#### [YOUR INSTRUCTIONS]
Gather every line in the records below that contains the string "backrest" and copy each of those lines in full.

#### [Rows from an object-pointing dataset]

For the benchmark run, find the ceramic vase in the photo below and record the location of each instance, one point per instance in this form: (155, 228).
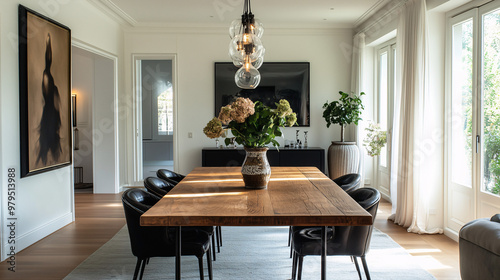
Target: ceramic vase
(343, 158)
(256, 170)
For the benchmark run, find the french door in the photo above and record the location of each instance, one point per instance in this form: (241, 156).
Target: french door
(386, 78)
(473, 126)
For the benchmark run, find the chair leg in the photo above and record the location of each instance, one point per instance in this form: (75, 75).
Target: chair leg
(289, 236)
(301, 260)
(294, 266)
(137, 267)
(220, 235)
(209, 262)
(365, 267)
(142, 269)
(213, 245)
(200, 264)
(357, 266)
(217, 230)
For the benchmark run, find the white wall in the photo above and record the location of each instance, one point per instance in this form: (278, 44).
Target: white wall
(196, 54)
(44, 202)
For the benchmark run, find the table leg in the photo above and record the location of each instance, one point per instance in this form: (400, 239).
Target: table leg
(323, 252)
(178, 253)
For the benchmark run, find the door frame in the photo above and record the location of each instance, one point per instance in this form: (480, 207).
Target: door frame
(388, 46)
(98, 52)
(137, 116)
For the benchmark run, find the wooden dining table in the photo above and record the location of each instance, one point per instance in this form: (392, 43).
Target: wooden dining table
(216, 196)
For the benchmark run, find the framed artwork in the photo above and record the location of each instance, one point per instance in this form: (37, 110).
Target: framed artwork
(45, 93)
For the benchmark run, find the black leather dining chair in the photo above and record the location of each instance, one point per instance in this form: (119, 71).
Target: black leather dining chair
(348, 182)
(158, 187)
(174, 178)
(152, 241)
(169, 176)
(351, 241)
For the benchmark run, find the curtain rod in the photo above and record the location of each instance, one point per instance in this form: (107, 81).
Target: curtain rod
(386, 14)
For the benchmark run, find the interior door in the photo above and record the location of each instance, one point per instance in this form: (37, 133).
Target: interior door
(488, 199)
(461, 141)
(386, 61)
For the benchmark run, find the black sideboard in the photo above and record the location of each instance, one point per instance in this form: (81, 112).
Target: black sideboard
(213, 157)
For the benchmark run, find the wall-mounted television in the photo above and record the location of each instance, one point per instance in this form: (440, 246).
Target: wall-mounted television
(279, 80)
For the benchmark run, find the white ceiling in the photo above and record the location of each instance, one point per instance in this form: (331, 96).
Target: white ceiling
(217, 13)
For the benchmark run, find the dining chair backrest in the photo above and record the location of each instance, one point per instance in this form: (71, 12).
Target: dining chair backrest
(157, 186)
(348, 182)
(144, 241)
(169, 175)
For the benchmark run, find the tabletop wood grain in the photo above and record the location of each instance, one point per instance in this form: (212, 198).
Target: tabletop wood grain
(217, 196)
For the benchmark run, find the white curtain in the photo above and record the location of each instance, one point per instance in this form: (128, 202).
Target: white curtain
(410, 207)
(357, 87)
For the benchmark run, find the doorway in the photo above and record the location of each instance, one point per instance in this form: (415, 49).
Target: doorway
(386, 86)
(95, 127)
(155, 85)
(473, 127)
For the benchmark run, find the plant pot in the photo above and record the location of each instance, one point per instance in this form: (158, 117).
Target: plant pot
(256, 170)
(343, 158)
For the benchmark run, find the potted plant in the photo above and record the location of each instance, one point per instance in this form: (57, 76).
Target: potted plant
(254, 125)
(343, 157)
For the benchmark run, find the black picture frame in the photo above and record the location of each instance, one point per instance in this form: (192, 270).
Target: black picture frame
(44, 93)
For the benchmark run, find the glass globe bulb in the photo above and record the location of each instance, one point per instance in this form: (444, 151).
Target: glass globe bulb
(258, 28)
(235, 28)
(247, 77)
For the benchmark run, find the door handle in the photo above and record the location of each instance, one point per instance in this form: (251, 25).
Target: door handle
(478, 141)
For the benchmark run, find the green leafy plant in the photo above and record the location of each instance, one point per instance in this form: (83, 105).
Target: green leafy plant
(375, 139)
(345, 111)
(252, 124)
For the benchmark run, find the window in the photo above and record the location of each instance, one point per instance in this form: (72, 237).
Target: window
(386, 77)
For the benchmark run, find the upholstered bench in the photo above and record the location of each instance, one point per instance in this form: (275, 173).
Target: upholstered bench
(480, 249)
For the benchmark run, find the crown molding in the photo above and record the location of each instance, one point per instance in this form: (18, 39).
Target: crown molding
(374, 9)
(114, 12)
(224, 31)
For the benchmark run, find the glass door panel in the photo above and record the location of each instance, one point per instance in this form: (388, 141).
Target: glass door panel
(491, 103)
(461, 104)
(383, 94)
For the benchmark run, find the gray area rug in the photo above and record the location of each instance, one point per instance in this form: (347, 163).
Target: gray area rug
(250, 253)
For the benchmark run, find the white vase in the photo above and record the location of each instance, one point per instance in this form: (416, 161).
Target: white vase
(343, 158)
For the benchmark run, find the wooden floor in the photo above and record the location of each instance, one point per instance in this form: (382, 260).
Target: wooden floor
(99, 217)
(437, 254)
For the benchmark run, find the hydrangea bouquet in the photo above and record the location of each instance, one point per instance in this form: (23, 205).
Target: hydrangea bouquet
(252, 124)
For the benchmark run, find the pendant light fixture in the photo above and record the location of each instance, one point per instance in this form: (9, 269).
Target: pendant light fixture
(246, 49)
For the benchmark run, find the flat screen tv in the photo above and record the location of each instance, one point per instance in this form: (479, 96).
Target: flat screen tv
(279, 80)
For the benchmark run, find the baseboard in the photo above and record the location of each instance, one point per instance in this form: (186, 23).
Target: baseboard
(36, 234)
(386, 197)
(451, 234)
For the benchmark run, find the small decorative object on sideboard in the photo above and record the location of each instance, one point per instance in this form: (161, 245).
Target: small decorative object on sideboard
(305, 139)
(343, 157)
(254, 125)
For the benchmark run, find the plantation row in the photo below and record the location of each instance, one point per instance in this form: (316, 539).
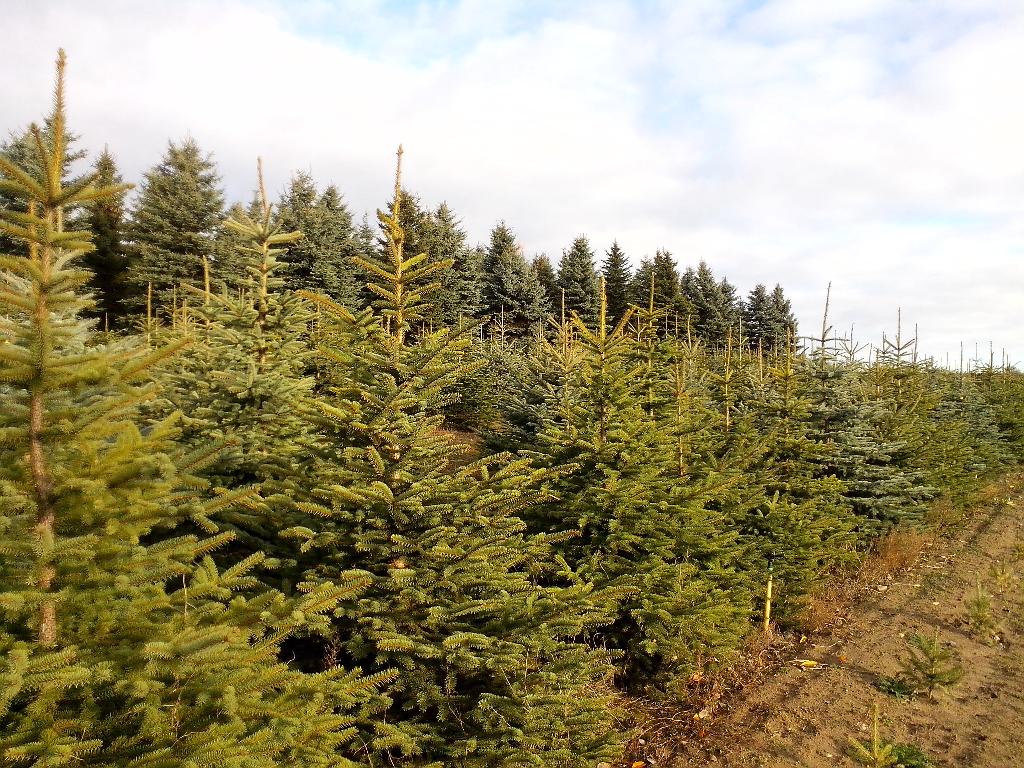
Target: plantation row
(279, 528)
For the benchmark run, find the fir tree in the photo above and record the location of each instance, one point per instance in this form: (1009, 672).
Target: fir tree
(475, 614)
(655, 556)
(616, 281)
(759, 326)
(578, 279)
(783, 324)
(176, 223)
(666, 282)
(118, 644)
(323, 259)
(512, 290)
(109, 260)
(460, 287)
(20, 150)
(548, 279)
(715, 308)
(242, 382)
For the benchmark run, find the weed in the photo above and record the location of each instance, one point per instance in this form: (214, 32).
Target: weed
(896, 686)
(881, 754)
(980, 621)
(929, 667)
(910, 756)
(1001, 576)
(876, 754)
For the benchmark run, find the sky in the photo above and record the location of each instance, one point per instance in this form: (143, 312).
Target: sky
(875, 144)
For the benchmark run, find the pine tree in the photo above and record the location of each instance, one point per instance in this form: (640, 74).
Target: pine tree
(242, 381)
(655, 555)
(666, 282)
(20, 150)
(616, 281)
(176, 223)
(118, 644)
(783, 324)
(460, 288)
(512, 291)
(109, 260)
(759, 328)
(323, 259)
(548, 279)
(714, 304)
(804, 527)
(578, 278)
(641, 283)
(475, 614)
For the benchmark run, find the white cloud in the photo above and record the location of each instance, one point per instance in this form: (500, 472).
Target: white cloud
(872, 143)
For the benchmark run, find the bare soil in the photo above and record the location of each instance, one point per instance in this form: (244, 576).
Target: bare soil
(805, 717)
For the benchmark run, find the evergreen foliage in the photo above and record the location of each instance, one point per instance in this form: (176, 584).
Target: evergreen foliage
(512, 290)
(929, 667)
(548, 279)
(617, 275)
(323, 260)
(656, 557)
(209, 529)
(120, 645)
(242, 384)
(476, 615)
(715, 308)
(578, 280)
(109, 259)
(176, 224)
(460, 290)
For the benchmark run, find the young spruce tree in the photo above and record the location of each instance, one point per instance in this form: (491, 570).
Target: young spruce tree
(118, 644)
(476, 615)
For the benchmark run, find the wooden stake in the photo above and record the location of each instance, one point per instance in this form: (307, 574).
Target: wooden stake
(767, 623)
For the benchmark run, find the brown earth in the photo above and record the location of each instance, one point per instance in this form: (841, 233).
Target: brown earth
(785, 717)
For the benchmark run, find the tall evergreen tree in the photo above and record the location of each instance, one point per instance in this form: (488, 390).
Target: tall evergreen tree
(511, 290)
(654, 556)
(783, 321)
(640, 286)
(578, 278)
(109, 260)
(323, 260)
(460, 288)
(118, 644)
(616, 281)
(176, 223)
(241, 383)
(475, 614)
(20, 150)
(548, 279)
(666, 282)
(758, 316)
(715, 306)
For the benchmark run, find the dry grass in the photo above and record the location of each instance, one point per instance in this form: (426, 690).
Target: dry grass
(829, 604)
(663, 726)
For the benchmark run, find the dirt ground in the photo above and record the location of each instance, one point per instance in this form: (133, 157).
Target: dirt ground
(805, 718)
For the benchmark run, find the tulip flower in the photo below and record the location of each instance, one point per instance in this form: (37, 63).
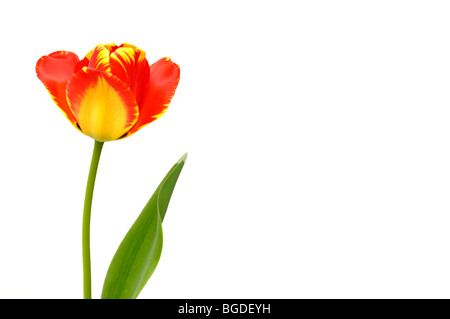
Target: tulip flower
(111, 93)
(108, 95)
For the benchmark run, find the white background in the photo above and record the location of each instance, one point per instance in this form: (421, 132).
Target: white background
(318, 137)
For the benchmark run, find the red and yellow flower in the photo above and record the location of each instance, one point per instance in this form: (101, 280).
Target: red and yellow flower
(111, 93)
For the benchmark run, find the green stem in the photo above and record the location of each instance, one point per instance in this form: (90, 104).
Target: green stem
(87, 219)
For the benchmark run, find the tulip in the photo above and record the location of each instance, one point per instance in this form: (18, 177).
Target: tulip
(111, 93)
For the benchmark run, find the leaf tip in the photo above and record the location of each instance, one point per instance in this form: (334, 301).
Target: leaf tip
(183, 158)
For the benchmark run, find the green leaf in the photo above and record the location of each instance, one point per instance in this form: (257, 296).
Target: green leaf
(140, 250)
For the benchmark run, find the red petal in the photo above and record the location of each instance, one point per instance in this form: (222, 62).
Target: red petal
(164, 78)
(54, 71)
(129, 65)
(103, 105)
(100, 59)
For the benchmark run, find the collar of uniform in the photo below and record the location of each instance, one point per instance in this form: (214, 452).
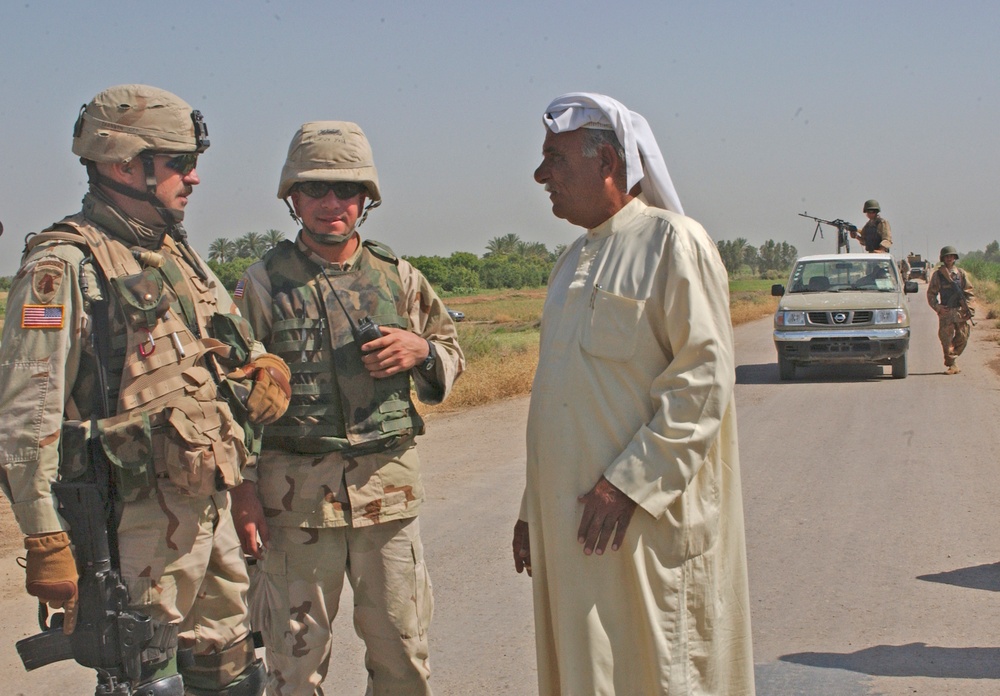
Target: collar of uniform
(98, 208)
(317, 259)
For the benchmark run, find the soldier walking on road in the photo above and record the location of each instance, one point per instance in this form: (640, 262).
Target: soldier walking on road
(337, 488)
(117, 332)
(949, 294)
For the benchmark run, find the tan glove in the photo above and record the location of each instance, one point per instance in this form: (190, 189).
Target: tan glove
(51, 574)
(271, 388)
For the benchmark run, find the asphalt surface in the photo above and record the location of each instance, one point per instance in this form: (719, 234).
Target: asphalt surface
(871, 533)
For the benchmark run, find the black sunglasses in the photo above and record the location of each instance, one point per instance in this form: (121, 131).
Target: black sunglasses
(341, 189)
(183, 164)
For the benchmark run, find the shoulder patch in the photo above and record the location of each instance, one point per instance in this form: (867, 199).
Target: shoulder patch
(42, 317)
(381, 250)
(46, 277)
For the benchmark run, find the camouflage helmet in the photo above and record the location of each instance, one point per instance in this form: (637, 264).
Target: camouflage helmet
(125, 120)
(330, 151)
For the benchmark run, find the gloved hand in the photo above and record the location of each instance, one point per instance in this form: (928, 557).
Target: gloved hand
(270, 391)
(51, 574)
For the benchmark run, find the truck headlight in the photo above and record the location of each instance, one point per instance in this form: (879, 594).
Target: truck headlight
(889, 316)
(790, 319)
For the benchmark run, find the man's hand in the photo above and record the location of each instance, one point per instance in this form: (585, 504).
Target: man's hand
(270, 390)
(522, 547)
(51, 574)
(248, 516)
(398, 350)
(604, 508)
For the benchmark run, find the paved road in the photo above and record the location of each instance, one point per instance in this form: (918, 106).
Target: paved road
(871, 520)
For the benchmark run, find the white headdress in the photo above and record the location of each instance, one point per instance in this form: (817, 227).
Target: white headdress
(590, 110)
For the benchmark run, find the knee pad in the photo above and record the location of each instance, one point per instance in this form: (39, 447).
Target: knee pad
(250, 683)
(230, 672)
(172, 685)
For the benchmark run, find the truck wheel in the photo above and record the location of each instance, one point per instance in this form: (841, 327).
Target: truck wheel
(899, 367)
(786, 368)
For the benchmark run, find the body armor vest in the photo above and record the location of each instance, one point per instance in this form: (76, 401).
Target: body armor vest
(870, 236)
(166, 416)
(336, 404)
(949, 293)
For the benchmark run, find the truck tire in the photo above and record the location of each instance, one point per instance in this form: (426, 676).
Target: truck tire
(786, 368)
(899, 367)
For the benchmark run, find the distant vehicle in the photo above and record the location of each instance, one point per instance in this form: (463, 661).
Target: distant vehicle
(918, 267)
(843, 308)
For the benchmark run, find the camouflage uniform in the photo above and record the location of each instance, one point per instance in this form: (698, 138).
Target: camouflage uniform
(174, 446)
(876, 235)
(344, 502)
(953, 323)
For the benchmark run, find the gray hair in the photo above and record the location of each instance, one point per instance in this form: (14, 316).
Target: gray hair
(593, 138)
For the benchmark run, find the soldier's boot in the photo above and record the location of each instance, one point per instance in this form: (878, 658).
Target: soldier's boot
(231, 672)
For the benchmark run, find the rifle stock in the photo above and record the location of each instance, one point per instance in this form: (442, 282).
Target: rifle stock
(109, 636)
(843, 228)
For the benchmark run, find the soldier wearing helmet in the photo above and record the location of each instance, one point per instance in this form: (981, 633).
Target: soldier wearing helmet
(949, 294)
(875, 235)
(117, 331)
(339, 474)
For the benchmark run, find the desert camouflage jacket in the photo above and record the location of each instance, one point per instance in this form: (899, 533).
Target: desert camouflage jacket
(334, 489)
(47, 364)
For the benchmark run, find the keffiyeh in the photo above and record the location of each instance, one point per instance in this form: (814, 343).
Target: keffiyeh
(589, 110)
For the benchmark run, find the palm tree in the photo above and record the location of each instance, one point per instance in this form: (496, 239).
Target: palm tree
(250, 246)
(222, 250)
(503, 245)
(272, 237)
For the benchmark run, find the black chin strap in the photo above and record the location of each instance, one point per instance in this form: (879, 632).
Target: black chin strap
(170, 217)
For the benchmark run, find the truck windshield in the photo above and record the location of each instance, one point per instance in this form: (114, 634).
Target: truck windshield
(839, 275)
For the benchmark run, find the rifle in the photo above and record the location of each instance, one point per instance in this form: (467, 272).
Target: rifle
(843, 227)
(109, 637)
(962, 300)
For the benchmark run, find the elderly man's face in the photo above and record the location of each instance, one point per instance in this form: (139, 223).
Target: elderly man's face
(574, 182)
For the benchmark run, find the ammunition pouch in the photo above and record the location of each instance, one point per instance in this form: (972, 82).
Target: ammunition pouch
(144, 297)
(196, 444)
(235, 332)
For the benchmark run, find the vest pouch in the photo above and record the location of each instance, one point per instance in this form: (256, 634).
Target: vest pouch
(127, 442)
(144, 297)
(235, 332)
(74, 455)
(201, 446)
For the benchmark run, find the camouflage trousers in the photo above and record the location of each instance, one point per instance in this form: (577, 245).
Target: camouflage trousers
(182, 563)
(953, 332)
(296, 594)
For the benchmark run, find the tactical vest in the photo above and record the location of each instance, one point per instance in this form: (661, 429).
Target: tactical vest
(168, 419)
(870, 236)
(336, 404)
(949, 293)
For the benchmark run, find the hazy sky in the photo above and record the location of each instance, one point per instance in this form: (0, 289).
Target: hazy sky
(762, 109)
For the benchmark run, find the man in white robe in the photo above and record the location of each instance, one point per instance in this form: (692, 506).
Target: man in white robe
(632, 432)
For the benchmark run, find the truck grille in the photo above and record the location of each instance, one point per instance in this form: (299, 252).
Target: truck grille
(845, 318)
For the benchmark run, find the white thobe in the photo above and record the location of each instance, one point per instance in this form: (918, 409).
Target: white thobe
(635, 382)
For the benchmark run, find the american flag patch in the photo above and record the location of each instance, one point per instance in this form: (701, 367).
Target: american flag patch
(42, 317)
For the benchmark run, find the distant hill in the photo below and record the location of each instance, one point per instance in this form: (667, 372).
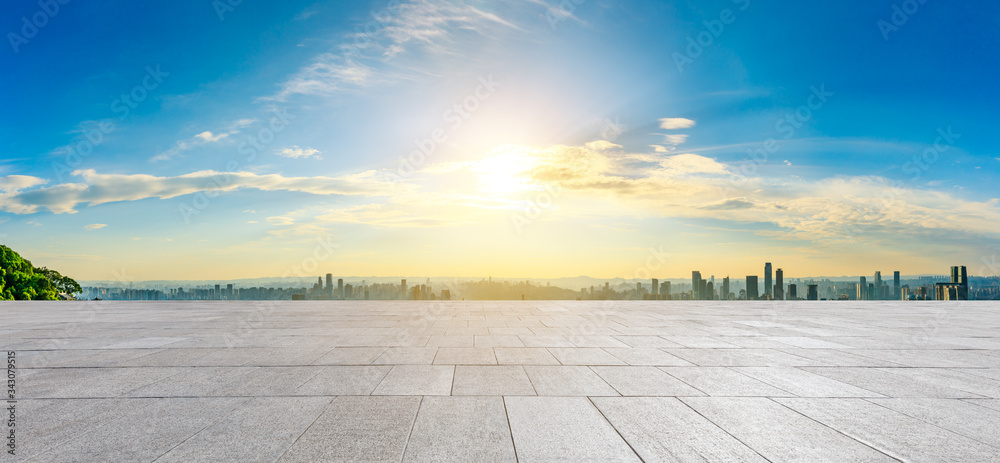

#### [RESULT OF THE TASK]
For the benchmark run, find the dining chair backrest in the photo above and record the location of each instance, one point per instance in this form: (71, 12).
Target: dining chair backrest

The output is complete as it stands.